▸ Text to read:
[Start]

Thanks to this mobilization, the constitution of the inter-war Weimar Republic already contained a socialization provision to be used by the state in case of threats to social order. Massive housing scarcity after Berlin was destroyed during Nazi rule and the Second World War led to the state managing the housing market by decree for some time after the Second World War. It also meant that at the federal level, the new 1949 Basic Law (Germany's de facto constitution) carried over the socialization paragraph as Article 15. It stipulates:
“Land, natural resources and means of production may be transferred to public ownership or other forms of public enterprise for the purpose of socialisation by means of a law that regulates the nature and extent of compensation.”
This is the paragraph the most recent wave of housing mobilizations in Berlin since 2008 used to push for the corporate giants Deutsche Wohnen and Vonovia to be expropriated.
The campaign, launched by a group of housing activists that had been active on the left for years already, had the idea to bring back thousands of units of housing into the public realm and to reverse the privatization spree that had decimated the public housing stock in Berlin since German re-unification in 1990.

[End]

▸ Extracted material:
[Start]

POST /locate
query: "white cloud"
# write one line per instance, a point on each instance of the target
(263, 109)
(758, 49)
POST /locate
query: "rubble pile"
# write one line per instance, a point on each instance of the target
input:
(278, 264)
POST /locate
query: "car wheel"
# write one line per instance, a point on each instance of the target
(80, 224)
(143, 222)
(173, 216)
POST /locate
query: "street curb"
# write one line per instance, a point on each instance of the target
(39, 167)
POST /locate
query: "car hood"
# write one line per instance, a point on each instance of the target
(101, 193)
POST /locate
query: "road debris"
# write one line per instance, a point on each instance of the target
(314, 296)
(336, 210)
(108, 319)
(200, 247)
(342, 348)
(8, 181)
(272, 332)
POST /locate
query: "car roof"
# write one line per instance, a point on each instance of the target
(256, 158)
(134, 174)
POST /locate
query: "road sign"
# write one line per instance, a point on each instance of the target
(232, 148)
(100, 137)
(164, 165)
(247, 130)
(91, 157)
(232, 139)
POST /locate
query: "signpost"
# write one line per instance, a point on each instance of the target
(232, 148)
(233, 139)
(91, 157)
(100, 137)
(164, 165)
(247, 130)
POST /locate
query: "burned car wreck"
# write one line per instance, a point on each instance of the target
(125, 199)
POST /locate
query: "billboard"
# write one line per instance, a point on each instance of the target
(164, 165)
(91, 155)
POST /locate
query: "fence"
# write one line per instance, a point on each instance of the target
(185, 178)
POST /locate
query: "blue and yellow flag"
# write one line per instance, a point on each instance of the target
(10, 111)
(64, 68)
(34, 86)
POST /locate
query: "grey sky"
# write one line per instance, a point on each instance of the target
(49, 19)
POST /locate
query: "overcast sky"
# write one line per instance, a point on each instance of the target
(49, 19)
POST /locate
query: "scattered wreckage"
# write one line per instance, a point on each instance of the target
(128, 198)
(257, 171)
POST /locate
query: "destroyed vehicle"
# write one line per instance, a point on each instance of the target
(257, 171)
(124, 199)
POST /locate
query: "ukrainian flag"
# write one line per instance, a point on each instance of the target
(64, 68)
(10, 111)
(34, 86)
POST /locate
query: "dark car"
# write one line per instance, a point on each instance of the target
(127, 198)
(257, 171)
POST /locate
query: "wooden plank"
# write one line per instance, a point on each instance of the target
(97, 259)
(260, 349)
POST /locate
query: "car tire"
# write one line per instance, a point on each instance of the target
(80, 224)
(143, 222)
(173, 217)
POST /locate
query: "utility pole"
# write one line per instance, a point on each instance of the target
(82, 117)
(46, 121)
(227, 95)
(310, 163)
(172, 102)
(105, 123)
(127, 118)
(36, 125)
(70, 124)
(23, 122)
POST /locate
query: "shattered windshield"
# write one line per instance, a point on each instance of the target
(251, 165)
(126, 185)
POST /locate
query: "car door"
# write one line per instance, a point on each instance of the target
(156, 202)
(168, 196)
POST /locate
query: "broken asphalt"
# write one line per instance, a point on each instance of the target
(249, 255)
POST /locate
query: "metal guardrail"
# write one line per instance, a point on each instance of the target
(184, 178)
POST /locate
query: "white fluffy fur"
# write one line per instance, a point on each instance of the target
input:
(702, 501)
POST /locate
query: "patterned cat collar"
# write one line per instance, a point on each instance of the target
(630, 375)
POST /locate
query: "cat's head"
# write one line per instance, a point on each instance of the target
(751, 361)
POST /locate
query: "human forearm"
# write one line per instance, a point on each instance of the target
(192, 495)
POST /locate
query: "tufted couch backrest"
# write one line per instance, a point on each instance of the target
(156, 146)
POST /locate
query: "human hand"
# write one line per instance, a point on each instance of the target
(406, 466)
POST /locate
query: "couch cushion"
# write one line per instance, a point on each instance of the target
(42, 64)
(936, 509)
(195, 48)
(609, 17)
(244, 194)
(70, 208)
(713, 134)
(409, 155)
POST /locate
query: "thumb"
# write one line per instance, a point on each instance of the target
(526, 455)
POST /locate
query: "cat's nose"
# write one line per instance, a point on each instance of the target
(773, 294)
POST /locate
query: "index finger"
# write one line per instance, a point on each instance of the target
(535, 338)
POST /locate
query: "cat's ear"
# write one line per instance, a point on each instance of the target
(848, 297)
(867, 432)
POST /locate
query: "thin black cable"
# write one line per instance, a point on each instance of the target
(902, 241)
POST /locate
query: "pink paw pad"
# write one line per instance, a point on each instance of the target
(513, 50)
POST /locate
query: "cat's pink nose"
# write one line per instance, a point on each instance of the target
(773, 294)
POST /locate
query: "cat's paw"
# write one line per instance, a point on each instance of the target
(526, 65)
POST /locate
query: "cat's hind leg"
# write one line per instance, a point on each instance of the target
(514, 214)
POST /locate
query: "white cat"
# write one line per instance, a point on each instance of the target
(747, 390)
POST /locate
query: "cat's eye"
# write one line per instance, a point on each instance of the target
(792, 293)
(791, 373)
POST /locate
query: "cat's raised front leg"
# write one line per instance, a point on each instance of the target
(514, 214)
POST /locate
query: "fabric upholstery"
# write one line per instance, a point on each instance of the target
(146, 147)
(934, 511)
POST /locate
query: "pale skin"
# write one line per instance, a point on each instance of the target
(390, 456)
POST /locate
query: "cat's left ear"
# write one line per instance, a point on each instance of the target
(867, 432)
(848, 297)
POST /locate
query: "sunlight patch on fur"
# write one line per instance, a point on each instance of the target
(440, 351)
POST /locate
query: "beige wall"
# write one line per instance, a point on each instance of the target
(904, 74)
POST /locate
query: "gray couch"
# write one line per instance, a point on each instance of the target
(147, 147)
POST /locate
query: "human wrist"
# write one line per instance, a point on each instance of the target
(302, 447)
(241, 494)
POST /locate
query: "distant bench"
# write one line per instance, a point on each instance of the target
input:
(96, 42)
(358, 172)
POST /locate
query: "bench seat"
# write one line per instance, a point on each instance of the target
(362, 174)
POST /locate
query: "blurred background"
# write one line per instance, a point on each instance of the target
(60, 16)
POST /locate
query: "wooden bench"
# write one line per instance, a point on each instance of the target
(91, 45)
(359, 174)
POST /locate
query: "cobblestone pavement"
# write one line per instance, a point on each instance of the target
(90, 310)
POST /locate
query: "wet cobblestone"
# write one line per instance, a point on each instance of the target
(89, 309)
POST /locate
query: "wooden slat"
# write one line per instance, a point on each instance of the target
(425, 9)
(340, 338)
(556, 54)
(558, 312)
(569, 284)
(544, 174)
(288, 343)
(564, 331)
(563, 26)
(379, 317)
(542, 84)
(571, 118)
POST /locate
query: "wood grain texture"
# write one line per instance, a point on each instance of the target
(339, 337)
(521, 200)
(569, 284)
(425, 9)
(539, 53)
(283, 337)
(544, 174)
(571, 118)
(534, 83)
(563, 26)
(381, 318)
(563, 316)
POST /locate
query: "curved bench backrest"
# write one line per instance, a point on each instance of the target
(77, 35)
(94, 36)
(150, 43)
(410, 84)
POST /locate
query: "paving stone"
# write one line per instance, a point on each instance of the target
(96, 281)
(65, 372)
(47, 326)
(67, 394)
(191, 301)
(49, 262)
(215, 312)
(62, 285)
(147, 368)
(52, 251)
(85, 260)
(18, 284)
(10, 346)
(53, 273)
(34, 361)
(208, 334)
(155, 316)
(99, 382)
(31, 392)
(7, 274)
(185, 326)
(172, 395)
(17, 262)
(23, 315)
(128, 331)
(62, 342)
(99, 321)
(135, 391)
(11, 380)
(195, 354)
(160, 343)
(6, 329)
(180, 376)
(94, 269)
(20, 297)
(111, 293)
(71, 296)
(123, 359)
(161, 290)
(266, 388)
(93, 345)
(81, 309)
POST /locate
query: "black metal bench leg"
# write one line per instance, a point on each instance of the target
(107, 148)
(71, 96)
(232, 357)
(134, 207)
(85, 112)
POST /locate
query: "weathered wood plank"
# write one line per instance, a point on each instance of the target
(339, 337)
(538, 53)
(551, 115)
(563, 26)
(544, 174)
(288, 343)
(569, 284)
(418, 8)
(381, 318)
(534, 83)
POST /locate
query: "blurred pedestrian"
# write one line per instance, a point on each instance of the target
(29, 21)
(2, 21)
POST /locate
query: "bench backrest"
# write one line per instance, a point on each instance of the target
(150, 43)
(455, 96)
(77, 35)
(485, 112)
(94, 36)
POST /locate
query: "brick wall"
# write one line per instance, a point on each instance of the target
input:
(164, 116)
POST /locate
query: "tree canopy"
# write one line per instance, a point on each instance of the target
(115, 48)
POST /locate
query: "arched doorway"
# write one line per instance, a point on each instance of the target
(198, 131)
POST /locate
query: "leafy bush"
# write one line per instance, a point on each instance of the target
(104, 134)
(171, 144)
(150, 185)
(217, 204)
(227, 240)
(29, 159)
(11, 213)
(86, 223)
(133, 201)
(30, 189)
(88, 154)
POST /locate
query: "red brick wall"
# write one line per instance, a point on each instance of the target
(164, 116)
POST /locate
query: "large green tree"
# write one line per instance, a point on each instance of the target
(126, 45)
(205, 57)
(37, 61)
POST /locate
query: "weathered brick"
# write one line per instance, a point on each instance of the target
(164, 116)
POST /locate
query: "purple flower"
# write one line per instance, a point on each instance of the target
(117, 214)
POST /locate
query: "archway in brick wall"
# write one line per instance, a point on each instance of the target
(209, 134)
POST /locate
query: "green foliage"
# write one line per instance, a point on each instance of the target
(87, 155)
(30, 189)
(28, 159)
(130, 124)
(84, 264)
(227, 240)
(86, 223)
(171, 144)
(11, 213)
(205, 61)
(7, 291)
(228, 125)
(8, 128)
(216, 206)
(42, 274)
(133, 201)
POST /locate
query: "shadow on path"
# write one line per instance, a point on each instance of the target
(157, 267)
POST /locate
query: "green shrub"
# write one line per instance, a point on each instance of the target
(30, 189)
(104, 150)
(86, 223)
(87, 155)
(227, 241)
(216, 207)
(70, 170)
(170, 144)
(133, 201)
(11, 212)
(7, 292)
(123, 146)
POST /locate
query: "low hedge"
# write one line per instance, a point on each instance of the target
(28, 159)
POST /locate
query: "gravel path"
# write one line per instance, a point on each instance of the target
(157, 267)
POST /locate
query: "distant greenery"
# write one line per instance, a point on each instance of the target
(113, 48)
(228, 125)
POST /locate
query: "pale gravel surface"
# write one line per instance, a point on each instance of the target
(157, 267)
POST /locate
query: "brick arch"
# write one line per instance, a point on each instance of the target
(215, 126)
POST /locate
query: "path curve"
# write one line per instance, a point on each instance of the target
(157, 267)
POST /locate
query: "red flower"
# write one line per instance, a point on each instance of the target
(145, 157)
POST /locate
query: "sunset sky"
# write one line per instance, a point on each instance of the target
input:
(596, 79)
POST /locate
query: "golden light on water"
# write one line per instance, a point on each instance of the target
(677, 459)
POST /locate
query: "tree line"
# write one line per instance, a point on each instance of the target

[End]

▸ Set of tasks:
(A) Rewrite the passage on Berlin housing, starting with "This is the" and going on through "re-unification in 1990.", replacing "corporate giants" with "large landlords".
(B) How many lines of the records contain the string "bench", with case taken into account? Reply with the number alone.

▸ Outputs by task:
(A)
This is the paragraph the most recent wave of housing mobilizations in Berlin since 2008 used to push for the large landlords Deutsche Wohnen and Vonovia to be expropriated.
The campaign, launched by a group of housing activists that had been active on the left for years already, had the idea to bring back thousands of units of housing into the public realm and to reverse the privatization spree that had decimated the public housing stock in Berlin since German re-unification in 1990.

(B) 6